[EXERCISE A]
List the names of the sections that the text on machine learning deployment says will discuss its solutions.
━━━━━ EXCERPTED TEXT ━━━━━
Continuous Integration and Deployment for Machine Learning Online Serving and Models

Continuous Integration and Deployment for Machine Learning Online Serving and Models

Introduction

At Uber, we have witnessed a significant increase in machine learning adoption across various organizations and use-cases over the last few years. Our machine learning models are empowering a better customer experience, helping prevent safety incidents, and ensuring market efficiency, all in real time. The figure above is a high level view of CI/CD for models and service binary.

One thing to note is we have continuous integration (CI)/continuous deployment (CD) for models and services, as shown above in Figure 1. We arrived at this solution after several iterations to address some of MLOps challenges, as the number of models trained and deployed grew rapidly. The first challenge was to support a large volume of model deployments on a daily basis, while keeping the Real-time Prediction Service highly available. We will discuss our solution in the Model Deployment section.

The memory footprint associated with a Real-time Prediction Service instance grows as newly retrained models get deployed, which presented our second challenge. A large number of models also increases the amount of time required for model downloading and loading during instance (re)start. We observed a great portion of older models received no traffic as newer models were deployed. We will discuss our solution in the Model Auto-Retirement section.

The third challenge is associated with model rollout strategies. Machine learning engineers may choose to roll out models through different stages, such as shadow, testing, or experimentation. We observed some common patterns in model rollout strategies and decided to incorporate them into the Real-time Prediction Service, which we will discuss in the Auto-Shadow section.
━━━━━ DATA PROVIDED ━━━━━
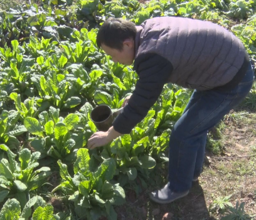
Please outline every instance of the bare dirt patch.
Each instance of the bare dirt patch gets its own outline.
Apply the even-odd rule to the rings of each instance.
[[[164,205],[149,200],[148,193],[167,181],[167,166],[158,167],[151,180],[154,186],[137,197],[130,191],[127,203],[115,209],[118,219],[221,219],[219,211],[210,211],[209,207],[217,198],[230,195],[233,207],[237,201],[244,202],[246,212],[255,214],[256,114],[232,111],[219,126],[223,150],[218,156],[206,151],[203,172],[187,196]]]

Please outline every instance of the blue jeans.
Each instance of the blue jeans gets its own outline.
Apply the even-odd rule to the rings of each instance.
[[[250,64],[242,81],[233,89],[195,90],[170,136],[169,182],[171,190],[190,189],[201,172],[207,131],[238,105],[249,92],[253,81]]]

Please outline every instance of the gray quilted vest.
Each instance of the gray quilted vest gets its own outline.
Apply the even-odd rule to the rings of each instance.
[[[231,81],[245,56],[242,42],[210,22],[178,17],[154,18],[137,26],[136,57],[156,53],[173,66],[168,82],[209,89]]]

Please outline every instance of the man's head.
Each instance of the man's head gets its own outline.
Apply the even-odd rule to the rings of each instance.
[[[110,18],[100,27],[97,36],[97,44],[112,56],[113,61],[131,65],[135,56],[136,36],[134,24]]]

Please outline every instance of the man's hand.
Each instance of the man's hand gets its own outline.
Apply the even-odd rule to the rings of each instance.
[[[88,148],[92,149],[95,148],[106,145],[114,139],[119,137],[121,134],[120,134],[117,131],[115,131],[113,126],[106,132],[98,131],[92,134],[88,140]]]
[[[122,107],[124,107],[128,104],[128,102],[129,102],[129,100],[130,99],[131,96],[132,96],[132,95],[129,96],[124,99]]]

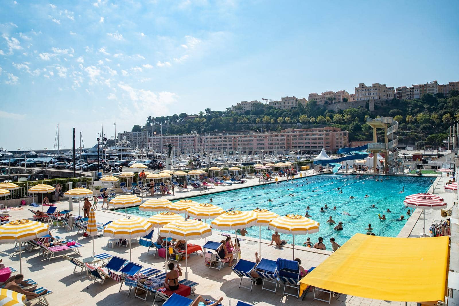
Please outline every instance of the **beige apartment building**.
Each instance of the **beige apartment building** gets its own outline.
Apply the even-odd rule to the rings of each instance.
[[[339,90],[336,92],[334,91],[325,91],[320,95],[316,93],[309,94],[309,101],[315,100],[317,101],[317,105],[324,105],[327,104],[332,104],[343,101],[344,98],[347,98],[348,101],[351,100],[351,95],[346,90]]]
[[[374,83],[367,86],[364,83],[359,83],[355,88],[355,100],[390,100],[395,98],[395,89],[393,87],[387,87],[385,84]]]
━━━━━
[EXERCISE B]
Filter the records above, keeping every line that contains the word "dirt".

[COMPLETE ANSWER A]
- Model Deployment
- Model Auto-Retirement
- Auto-Shadow

[COMPLETE ANSWER B]
Please outline every instance of the bare dirt patch.
Each instance of the bare dirt patch gets its own outline.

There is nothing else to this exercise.